Since you have the time (and unless you're dead set on the Bahamas), I would make my way to Miami, then do a series of overnight hops up to Hilton Head Island (Miami-Ft Pierce, Ft Pierce-St Augustine, St Augustine-Hilton Head), then go inside on the ICW (I would go all the way to Beaufort Inlet myself in two more hops, the last two nights, but the trip inside is worth doing once).

Easy day to Beaufort SC, then two to Charleston (anchoring the first night), two days to Georgetown SC, then another two to Myrtle Beach, then to Southport, then an easy day to Wrightsville Beach (to put you in a good anchoring spot going to Beaufort). Two more days to Beaufort NC, then an easy day to Oriental. From there, you can go to the Outer Banks (Orcacoke, then Manteo), or follow the ICW up through BellHaven and the Alligator River. Then you have another choice of the Dismal Swamp (my choice) or the Virginia Cut up to Norfolk. Except on the Nuese River in NC and crossing the Ablemarle Sound (one day each), weather shouldn't be a big factor. Once on the Chessy, you have all kinds of choices.

The outside hops are weather permitting, of course. This is just a suggestion on my part, based on my trips through these areas, and what I think is a good mixture of speed and scenic.


----------



## Silvio (Nov 10, 2010)

Thanks for the great pointers everybody. As I expected the members here are a wealth of information!

SVAuspicious- Thanks for the thoughts and hooking up with you for a direct sail across is very tempting, but I think I want to take my time and ease up the coast in short hops this time. I am using this trip as a 'decompression' trip between work and returning to school in January (need time on the boat to convince myself once again that I am not too old to be in school). I am hoping that my kids, brothers, sisters, in-laws, friends, etc. will join for a day or two at different points along the way. I suspect that I will have a boat full in the Keys and Bahamas and be alone north of Georgia


----------



## kb3pwc (May 26, 2009)

*I think you will love Piney Narrows*

Hello Silvio. We kept our vessel at Piney Narrows for about 4-5 years. You will find the slips are aged but the facilities offer an easy to enjoy atmosphere. The heads are heated and air conditioned and it offers a room to one's self. You are assigned a parking space so you can always get heavy items to and from the car to the boat with ease.

You will find that there are slip owners who will rent their slips on their own and then there are slips available from the rental office. We did both, starting out with a rental office slip, then over a season seeing a slip for rent via an owner. We found the manager and the slip owner to be wonderful folks. There were some folks who keep their vessels there that may not be as pleasant but that is another story. Certainly more keepers then stinkers, if you know what I mean.

> _REQUIREMENT_:
From the sailing forum thread, copy the part that opens with the words containing "SVAuspicious- Thanks for" and closes with "(May 26, 2009)". Keep every word and mark unchanged.

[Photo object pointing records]
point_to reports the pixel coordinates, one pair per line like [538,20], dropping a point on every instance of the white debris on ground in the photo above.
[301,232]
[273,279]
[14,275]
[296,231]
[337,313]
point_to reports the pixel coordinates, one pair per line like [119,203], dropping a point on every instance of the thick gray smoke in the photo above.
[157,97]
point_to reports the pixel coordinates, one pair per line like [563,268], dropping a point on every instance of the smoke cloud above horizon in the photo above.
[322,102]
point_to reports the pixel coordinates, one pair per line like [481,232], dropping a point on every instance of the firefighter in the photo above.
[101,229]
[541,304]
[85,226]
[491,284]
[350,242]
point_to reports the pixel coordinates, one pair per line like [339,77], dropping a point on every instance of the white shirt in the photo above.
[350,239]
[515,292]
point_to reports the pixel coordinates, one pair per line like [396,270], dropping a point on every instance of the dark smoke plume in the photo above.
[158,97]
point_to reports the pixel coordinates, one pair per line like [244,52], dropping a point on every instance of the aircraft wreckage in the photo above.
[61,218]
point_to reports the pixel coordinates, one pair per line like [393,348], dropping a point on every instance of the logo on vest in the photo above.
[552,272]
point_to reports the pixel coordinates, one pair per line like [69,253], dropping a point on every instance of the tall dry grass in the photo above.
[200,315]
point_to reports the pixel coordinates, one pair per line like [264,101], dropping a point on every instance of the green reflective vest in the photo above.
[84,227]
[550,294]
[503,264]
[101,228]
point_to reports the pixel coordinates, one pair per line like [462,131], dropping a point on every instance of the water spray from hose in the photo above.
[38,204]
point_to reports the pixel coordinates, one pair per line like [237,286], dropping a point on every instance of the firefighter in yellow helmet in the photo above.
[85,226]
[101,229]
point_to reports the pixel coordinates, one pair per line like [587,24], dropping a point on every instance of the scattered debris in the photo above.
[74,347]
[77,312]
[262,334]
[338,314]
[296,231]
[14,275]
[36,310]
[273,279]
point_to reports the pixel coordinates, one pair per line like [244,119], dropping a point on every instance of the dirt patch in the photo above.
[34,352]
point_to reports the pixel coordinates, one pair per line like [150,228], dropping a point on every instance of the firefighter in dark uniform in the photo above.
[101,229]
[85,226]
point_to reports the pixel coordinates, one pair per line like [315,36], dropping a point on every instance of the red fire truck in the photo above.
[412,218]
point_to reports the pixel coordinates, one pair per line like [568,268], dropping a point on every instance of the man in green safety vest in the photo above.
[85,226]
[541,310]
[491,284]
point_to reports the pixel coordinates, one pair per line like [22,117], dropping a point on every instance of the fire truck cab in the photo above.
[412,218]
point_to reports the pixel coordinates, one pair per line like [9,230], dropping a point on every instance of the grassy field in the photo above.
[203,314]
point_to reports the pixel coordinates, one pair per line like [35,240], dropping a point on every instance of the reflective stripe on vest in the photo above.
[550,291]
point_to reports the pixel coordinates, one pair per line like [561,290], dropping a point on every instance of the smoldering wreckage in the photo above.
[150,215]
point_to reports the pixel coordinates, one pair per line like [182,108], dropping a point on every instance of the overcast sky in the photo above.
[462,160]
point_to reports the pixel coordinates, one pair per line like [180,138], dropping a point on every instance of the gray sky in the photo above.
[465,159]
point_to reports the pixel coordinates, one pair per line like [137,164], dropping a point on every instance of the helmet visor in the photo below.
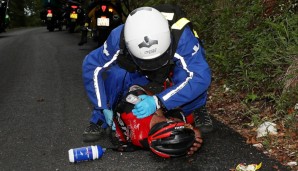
[153,64]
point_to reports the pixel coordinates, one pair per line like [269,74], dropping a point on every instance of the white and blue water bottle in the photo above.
[85,153]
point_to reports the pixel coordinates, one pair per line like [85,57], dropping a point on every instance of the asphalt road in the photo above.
[44,110]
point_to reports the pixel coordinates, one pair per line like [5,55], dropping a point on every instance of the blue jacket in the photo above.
[191,74]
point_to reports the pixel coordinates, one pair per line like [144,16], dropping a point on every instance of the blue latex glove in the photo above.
[145,107]
[108,116]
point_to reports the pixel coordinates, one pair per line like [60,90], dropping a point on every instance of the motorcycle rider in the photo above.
[90,18]
[179,76]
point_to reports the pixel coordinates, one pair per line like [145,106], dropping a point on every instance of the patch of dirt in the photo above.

> _WRITTEN RESPONSE_:
SVAuspicious- Thanks for the thoughts and hooking up with you for a direct sail across is very tempting, but I think I want to take my time and ease up the coast in short hops this time. I am using this trip as a 'decompression' trip between work and returning to school in January (need time on the boat to convince myself once again that I am not too old to be in school). I am hoping that my kids, brothers, sisters, in-laws, friends, etc. will join for a day or two at different points along the way. I suspect that I will have a boat full in the Keys and Bahamas and be alone north of Georgia


----------



## kb3pwc (May 26, 2009)